Exercise requirements — Return only this: the line with "pin: the flower bud, one" and all the lines that follow it below, through the final one, exactly as they are.

Material to process —
=-=-=

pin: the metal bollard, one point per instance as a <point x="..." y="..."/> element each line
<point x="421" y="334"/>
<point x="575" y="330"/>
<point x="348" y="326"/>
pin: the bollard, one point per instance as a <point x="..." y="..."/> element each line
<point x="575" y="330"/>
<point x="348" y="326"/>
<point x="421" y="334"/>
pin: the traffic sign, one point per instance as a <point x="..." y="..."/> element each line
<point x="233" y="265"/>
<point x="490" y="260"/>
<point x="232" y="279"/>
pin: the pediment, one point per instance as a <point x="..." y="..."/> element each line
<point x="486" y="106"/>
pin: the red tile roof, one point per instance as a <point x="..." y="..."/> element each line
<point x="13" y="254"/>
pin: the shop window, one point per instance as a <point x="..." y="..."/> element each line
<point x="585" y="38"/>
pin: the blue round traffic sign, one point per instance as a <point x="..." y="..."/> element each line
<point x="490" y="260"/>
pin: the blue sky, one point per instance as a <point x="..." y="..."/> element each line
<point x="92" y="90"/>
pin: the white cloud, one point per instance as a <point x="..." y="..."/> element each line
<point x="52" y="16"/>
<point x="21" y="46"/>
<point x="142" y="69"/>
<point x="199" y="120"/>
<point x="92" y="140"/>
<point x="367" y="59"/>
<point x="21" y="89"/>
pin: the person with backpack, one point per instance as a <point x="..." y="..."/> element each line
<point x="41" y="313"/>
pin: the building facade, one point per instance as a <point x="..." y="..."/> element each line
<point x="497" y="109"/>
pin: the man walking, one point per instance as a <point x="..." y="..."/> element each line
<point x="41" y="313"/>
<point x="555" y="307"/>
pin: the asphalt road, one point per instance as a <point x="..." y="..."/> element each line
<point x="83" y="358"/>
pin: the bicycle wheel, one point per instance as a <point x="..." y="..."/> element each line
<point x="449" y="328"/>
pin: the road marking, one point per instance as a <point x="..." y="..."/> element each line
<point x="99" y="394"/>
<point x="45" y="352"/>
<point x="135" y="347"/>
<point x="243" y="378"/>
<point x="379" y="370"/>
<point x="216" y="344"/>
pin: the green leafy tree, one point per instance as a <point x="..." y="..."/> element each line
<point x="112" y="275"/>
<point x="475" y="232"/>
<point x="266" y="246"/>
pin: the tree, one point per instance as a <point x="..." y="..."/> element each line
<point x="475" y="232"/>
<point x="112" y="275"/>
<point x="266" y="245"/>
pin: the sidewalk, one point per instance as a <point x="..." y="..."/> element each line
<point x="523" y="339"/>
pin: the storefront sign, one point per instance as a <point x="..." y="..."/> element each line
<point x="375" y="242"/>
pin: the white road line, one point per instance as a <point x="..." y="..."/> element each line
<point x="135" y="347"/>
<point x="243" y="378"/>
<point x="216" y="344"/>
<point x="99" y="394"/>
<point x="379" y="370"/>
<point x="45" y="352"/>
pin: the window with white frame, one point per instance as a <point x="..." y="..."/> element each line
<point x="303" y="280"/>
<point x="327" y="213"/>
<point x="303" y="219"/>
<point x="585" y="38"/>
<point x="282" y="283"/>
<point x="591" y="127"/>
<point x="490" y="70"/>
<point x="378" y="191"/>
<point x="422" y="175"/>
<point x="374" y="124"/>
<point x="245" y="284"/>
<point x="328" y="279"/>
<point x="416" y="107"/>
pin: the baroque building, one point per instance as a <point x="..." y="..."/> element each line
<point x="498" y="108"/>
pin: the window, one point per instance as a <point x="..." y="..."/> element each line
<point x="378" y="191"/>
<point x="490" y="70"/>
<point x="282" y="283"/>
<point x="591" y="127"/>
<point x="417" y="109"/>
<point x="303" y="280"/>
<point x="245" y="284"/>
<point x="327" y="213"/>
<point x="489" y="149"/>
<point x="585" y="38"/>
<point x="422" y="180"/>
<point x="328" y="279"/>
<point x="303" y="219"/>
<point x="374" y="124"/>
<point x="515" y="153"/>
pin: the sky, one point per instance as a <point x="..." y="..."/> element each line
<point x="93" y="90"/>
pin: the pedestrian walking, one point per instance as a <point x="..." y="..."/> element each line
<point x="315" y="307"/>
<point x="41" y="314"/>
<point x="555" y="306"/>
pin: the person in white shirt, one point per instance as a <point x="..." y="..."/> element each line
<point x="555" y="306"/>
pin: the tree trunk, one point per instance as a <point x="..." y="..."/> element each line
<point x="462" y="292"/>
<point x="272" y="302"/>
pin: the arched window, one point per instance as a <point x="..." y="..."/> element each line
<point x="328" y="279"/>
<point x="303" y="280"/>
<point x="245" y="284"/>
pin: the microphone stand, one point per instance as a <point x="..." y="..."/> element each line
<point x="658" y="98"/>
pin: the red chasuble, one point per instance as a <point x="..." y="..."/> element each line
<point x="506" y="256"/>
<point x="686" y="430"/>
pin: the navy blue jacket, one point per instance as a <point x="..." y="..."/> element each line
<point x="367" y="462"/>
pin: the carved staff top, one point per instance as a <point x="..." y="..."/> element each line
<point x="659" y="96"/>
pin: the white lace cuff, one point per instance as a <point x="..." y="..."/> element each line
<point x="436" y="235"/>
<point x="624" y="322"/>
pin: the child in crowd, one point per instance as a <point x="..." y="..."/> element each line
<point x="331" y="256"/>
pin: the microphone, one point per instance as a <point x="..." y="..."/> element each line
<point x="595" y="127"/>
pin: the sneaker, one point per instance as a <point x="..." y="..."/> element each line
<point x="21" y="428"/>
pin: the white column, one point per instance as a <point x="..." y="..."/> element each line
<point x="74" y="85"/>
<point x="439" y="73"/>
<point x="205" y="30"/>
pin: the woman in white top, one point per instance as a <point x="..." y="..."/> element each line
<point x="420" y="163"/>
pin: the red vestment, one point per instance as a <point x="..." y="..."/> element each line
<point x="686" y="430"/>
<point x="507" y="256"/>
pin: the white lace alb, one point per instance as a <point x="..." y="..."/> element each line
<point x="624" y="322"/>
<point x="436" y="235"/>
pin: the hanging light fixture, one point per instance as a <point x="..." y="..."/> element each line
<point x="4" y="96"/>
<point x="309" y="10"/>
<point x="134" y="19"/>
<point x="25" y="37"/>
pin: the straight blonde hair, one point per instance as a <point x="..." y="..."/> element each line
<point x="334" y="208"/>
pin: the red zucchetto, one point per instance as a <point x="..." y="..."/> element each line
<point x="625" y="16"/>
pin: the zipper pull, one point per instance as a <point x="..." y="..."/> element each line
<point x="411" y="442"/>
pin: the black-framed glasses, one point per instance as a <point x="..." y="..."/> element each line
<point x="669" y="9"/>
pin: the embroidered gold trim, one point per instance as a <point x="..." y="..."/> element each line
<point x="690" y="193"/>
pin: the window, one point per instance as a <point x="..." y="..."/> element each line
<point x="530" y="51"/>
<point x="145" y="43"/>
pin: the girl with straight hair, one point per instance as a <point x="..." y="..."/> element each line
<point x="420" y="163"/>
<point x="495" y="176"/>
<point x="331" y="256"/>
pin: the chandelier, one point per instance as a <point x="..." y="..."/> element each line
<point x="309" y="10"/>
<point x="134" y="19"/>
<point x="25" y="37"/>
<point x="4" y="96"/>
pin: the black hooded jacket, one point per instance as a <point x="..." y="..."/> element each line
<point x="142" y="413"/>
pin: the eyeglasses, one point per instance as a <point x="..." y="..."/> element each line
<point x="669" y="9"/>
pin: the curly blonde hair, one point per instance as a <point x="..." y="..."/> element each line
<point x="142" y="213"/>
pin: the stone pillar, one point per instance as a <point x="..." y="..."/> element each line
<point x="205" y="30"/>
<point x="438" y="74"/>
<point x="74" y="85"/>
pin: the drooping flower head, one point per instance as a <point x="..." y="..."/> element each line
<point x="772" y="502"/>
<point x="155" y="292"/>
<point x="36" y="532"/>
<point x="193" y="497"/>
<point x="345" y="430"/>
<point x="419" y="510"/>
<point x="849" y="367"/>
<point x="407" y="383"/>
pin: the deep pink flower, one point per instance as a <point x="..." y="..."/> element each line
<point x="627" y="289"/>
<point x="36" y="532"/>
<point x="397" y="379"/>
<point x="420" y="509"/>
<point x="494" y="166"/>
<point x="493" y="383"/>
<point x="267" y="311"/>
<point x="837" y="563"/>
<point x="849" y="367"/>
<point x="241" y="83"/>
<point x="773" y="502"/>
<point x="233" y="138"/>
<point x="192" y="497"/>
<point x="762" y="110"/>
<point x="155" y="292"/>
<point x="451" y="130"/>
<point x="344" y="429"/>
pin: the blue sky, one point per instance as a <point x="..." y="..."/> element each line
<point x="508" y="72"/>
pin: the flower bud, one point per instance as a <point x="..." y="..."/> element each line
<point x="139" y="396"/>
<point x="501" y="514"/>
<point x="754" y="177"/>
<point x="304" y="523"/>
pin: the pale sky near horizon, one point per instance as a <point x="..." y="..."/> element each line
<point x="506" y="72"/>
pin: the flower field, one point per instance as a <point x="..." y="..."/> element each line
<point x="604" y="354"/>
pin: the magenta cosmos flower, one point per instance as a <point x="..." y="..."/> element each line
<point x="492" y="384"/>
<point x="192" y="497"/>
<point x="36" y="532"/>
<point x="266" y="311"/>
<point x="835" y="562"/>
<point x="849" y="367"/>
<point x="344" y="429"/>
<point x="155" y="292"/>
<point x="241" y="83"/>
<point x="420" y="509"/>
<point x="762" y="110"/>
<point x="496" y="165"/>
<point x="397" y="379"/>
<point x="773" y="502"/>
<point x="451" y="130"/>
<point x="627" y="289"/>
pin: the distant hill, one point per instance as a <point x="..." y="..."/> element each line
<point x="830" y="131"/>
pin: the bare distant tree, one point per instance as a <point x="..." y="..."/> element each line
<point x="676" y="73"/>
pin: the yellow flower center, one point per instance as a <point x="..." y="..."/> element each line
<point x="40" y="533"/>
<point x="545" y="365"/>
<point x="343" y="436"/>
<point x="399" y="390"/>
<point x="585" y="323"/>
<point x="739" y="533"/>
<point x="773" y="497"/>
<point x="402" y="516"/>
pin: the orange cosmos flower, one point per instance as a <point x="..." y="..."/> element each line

=-=-=

Full output —
pin: the flower bud, one point per instance as a <point x="..." y="..."/> element each line
<point x="139" y="396"/>
<point x="501" y="514"/>
<point x="754" y="177"/>
<point x="304" y="523"/>
pin: the pale sky near horizon, one point per instance as a <point x="..." y="..."/> element each line
<point x="506" y="72"/>
pin: the flower field, one point per instance as a <point x="..." y="..."/> element each line
<point x="604" y="354"/>
pin: the magenta cosmos flower, one point per instance as a <point x="..." y="..."/> element each line
<point x="492" y="384"/>
<point x="192" y="497"/>
<point x="36" y="532"/>
<point x="266" y="311"/>
<point x="835" y="562"/>
<point x="849" y="367"/>
<point x="344" y="429"/>
<point x="155" y="292"/>
<point x="241" y="83"/>
<point x="420" y="509"/>
<point x="762" y="110"/>
<point x="496" y="165"/>
<point x="397" y="379"/>
<point x="773" y="502"/>
<point x="451" y="130"/>
<point x="627" y="289"/>
pin: the distant hill, one point per instance as a <point x="..." y="..."/> element each line
<point x="830" y="131"/>
pin: the bare distant tree, one point per instance as a <point x="..." y="..."/> element each line
<point x="676" y="73"/>
pin: the yellow flower center, one point per instance as a <point x="..." y="..."/> element each line
<point x="40" y="533"/>
<point x="545" y="365"/>
<point x="343" y="436"/>
<point x="399" y="390"/>
<point x="585" y="323"/>
<point x="739" y="533"/>
<point x="773" y="497"/>
<point x="402" y="516"/>
pin: the orange cosmos flower, one point per instance as a <point x="..." y="..."/> element each line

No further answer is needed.